Document passage:
○ ○ ○ ○

RATHER more than half-a-century ago Bernhard Berenson, the historian and critic of Italian art, published a short essay entitled "A Word for Renaissance Churches". "Most of us" he wrote in it, "enjoy works of art indirectly, by association, by preparation, and above all, by finding in them what our education and general reading have led us to expect. How many good people of every possible shade of belief or unbelief manage to miss the point in Italian galleries, and come away scornful and disgusted because they have not found in a single picture either their own ideal of the Madonna, or the ideal they consider a Christian ought to have! Even those, however, who would think it crude to look for nothing in a Madonna but a type of woman worthy to be the Mother of God, are nevertheless proud of advertising their contempt for the Italian churches of the Renaissance 'because they are not religious." Times change, but history has a way of repeating itself, and no kind of history is more repetitive, more set in its pattern, than the history of taste. In the eighteen-nineties enthusiasm for the painting of the Italian Renaissance among English people who pretended to culture was de rigueur; yet the churches of that era were, as Berenson complained, ignored or despised. In the nineteen-forties the descendants of the same people, by force of circumstances more insular in their culture, will admire almost anything which by stretching the word to breaking-point and beyond can be described as Georgian; yet somehow, here again, the churches are left out of the picture.

○ ○ ○ ○

Objectives:
**a.** The passage on Renaissance churches quotes Berenson on how most people enjoy works of art indirectly. List every means of such indirect enjoyment that the quotation names.
**b.** Answer these questions from the passage on Renaissance churches:
(i) What was the title of Berenson's essay?
(ii) In which decade was enthusiasm for Italian Renaissance painting de rigueur among English people who pretended to culture?
(iii) In the nineteen-forties, what will the descendants of those people admire?
The records are not required for either task.

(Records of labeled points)

○ ○ ○ ○

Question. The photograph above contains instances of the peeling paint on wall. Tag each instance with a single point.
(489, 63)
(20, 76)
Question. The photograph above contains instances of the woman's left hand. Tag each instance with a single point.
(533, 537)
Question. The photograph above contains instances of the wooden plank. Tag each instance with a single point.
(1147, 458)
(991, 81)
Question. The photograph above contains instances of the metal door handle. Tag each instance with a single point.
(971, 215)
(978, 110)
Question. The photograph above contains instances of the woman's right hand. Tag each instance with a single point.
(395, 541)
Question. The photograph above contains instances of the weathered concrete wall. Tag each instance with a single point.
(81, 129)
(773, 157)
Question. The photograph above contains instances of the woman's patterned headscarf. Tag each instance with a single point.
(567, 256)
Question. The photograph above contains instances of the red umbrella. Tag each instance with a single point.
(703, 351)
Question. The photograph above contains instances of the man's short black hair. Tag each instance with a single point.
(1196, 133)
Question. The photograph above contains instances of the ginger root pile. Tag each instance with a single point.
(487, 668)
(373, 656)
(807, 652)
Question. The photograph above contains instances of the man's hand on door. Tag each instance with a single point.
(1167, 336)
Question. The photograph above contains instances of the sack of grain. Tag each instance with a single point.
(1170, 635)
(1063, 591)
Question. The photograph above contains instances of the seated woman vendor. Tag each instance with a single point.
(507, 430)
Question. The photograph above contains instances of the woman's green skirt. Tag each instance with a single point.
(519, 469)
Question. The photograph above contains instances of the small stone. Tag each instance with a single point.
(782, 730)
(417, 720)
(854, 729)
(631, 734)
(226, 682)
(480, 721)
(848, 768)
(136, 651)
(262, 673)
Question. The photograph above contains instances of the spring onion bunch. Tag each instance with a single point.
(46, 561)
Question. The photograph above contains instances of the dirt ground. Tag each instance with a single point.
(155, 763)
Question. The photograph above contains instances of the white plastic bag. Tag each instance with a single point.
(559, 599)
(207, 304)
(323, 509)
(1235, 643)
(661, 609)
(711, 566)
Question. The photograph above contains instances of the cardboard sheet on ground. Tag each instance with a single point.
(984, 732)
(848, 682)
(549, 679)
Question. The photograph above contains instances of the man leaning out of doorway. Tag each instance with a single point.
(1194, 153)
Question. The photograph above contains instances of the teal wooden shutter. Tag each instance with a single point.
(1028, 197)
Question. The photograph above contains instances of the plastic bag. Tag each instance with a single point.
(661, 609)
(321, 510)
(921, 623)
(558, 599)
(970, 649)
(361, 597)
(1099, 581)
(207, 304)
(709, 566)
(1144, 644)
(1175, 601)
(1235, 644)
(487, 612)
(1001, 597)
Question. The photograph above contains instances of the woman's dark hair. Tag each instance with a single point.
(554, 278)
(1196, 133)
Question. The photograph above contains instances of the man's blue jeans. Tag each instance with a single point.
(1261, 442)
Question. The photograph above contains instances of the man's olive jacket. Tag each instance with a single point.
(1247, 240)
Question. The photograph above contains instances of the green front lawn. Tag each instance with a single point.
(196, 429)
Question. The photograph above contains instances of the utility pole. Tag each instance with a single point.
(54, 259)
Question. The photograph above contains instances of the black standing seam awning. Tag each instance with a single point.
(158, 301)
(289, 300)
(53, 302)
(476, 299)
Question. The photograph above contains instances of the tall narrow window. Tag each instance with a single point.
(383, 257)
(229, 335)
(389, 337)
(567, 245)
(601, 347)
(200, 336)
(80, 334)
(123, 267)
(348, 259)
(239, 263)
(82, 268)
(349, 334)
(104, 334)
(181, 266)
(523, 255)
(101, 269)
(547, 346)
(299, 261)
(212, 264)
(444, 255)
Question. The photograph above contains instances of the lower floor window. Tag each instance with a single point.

○ ○ ○ ○

Response list:
**a.**
- By association
- By preparation
- By finding in them what their education and general reading have led them to expect

**b.**
(i) "A Word for Renaissance Churches"
(ii) The eighteen-nineties
(iii) Almost anything that, by stretching the word to breaking-point and beyond, can be described as Georgian